• **Petunjuk Latihan**
Tolong ulangi seluruh potongan teks tentang keterampilan proses sains di bawah ini, kata demi kata tanpa perubahan.

• **Potongan Teks**
Dalam penelitian ini, aspek keterampilan proses sains yang dilatihkan kepada siswa melalui pembelajaran zat aditif adalah keterampilan merencanakan percobaan, menggunakan alat, dan bahan, mengamati, mengelompokkan, melakukan komunikasi, dan interpretasi. Dengan memiliki keterampilan proses sains, diharapkan siswa dapat berfikir mandiri, bersikap ilmiah dan terampil dalam memecahkan berbagai masalah kehidupan, terutama yang berkaitan dengan masalah penyalahgunaan zat aditif.

Adapun rumusan masalah dalam penelitian ini adalah:

  1. Bagaimanakah keterampilan proses sains (KPS) siswa setelah pembelajaran identifikasi zat aditif berbahaya dalam makanan?
  2. Bagaimanakah sikap siswa dalam memilih makanan, setelah dilaksanakan pembelajaran identifikasi zat aditif dalam makanan?
  3. Bagaimanakah tanggapan siswa mengenai implementasi pembelajaran ?

• **Baris Data**
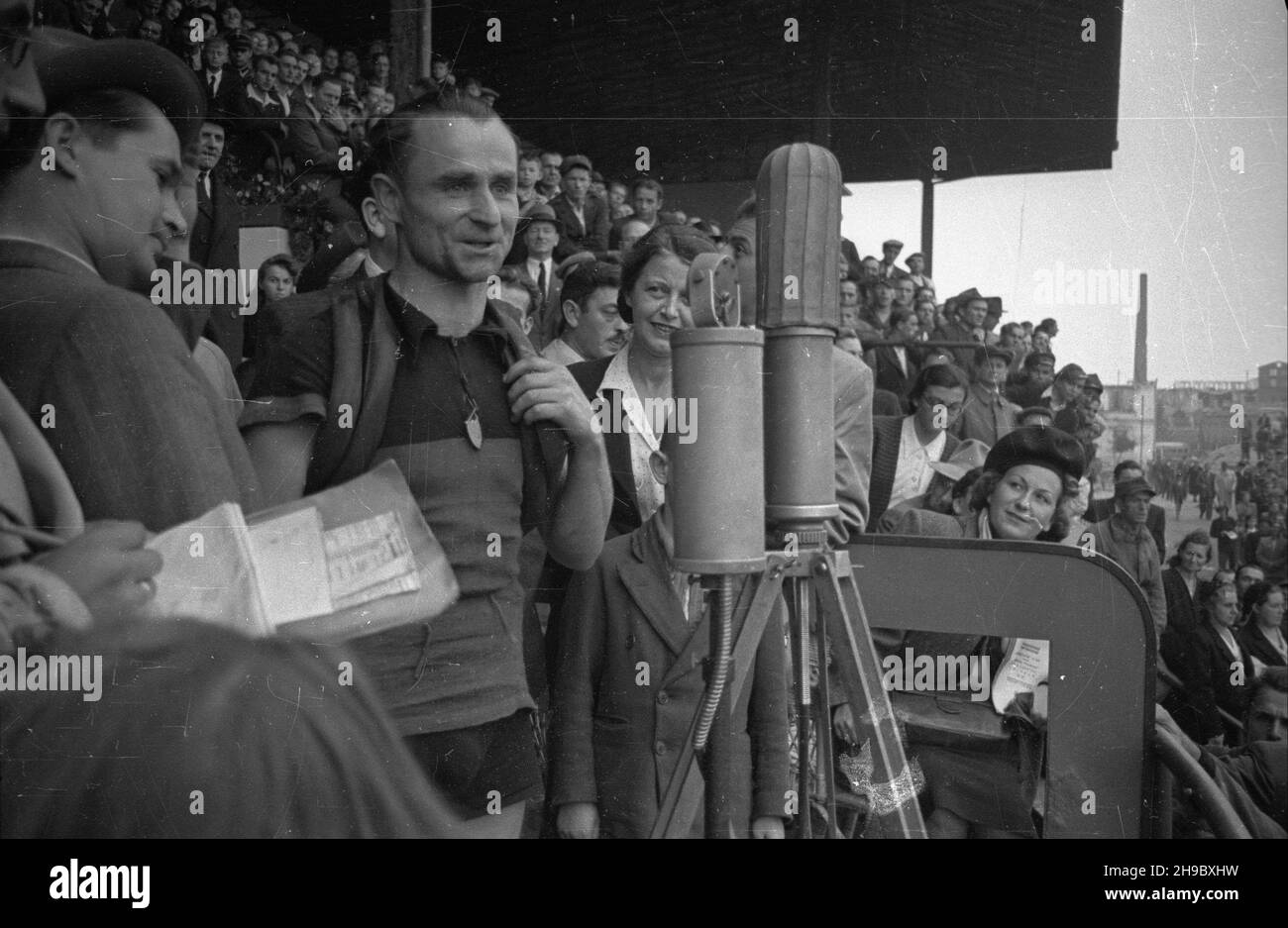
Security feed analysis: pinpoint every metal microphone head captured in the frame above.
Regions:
[743,142,844,331]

• **Jawaban Latihan**
Dalam penelitian ini, aspek keterampilan proses sains yang dilatihkan kepada siswa melalui pembelajaran zat aditif adalah keterampilan merencanakan percobaan, menggunakan alat, dan bahan, mengamati, mengelompokkan, melakukan komunikasi, dan interpretasi. Dengan memiliki keterampilan proses sains, diharapkan siswa dapat berfikir mandiri, bersikap ilmiah dan terampil dalam memecahkan berbagai masalah kehidupan, terutama yang berkaitan dengan masalah penyalahgunaan zat aditif.

Adapun rumusan masalah dalam penelitian ini adalah:

  1. Bagaimanakah keterampilan proses sains (KPS) siswa setelah pembelajaran identifikasi zat aditif berbahaya dalam makanan?
  2. Bagaimanakah sikap siswa dalam memilih makanan, setelah dilaksanakan pembelajaran identifikasi zat aditif dalam makanan?
  3. Bagaimanakah tanggapan siswa mengenai implementasi pembelajaran ?